## [DIRECTIONS FOR THIS TASK]
Report how many lines in the entries below contain the string "woman", with case counting. Give only the number.

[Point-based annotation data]
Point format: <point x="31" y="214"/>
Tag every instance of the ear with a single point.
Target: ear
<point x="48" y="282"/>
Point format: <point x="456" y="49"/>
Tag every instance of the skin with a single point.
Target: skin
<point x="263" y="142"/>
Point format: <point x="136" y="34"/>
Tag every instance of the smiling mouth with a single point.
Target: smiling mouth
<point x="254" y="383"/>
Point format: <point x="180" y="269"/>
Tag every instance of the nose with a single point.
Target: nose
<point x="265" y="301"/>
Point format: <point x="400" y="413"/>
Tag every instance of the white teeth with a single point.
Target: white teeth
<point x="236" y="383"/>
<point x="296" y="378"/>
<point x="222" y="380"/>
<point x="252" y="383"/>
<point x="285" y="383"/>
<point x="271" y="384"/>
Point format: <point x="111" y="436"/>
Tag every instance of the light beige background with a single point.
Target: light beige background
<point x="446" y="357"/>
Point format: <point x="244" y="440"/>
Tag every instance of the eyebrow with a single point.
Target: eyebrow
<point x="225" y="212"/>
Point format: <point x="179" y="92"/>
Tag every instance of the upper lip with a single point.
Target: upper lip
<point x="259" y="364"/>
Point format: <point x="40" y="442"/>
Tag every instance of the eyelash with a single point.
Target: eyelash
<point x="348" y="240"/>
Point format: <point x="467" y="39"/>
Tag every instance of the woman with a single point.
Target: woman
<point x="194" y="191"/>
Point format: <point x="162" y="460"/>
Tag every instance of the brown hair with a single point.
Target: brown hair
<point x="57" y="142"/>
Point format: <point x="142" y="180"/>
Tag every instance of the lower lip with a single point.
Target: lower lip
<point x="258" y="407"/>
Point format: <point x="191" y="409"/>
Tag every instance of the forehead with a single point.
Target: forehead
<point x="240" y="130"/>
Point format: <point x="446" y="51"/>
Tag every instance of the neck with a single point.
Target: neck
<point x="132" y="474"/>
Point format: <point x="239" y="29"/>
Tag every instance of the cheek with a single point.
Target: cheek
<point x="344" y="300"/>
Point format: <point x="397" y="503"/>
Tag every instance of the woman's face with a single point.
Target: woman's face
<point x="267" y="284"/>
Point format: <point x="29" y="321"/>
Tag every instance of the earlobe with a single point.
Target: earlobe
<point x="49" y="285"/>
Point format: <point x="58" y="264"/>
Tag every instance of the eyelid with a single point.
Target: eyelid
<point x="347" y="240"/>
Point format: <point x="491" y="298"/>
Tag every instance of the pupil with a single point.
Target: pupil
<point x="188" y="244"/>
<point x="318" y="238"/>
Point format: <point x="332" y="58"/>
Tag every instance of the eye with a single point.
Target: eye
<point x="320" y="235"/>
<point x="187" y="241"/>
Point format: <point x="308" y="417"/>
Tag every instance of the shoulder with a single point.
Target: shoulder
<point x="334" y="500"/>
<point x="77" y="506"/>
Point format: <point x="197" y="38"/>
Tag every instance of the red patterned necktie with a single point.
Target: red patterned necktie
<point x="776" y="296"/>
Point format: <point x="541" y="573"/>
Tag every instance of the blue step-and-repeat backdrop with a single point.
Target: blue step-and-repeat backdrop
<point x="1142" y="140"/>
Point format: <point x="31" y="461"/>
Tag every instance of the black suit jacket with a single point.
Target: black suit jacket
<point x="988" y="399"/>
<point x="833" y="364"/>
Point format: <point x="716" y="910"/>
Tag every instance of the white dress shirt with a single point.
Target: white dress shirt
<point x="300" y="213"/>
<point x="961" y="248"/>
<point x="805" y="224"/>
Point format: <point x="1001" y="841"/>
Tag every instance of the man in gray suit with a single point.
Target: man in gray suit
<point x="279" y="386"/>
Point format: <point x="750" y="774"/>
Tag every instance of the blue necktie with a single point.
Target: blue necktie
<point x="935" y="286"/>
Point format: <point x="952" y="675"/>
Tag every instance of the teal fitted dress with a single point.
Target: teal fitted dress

## [RESULT OF THIS TASK]
4